[Stored records]
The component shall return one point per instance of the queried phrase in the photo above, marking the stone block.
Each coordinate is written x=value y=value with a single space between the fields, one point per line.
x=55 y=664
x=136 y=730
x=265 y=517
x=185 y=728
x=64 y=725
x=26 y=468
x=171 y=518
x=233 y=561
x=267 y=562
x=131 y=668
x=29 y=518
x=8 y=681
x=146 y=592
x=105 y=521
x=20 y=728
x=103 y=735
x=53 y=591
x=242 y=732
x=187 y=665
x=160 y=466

● What is required: Rewrite the items above as a two-column CSV headed "text" and "answer," with one row per item. Put the item's text and its answer each in a single quoted field, turning line breaks into spaces.

● Response to this task:
text,answer
"The component shall return one point per instance of the queried phrase in the photo above, marking the stone block. Each coordinate is written x=value y=value with a single space between the fields, one point per line.","x=55 y=664 x=136 y=730 x=265 y=517 x=185 y=728 x=64 y=725 x=26 y=468 x=171 y=518 x=233 y=561 x=267 y=562 x=131 y=668 x=29 y=518 x=8 y=681 x=146 y=592 x=105 y=521 x=20 y=728 x=103 y=735 x=53 y=591 x=242 y=732 x=187 y=665 x=160 y=466"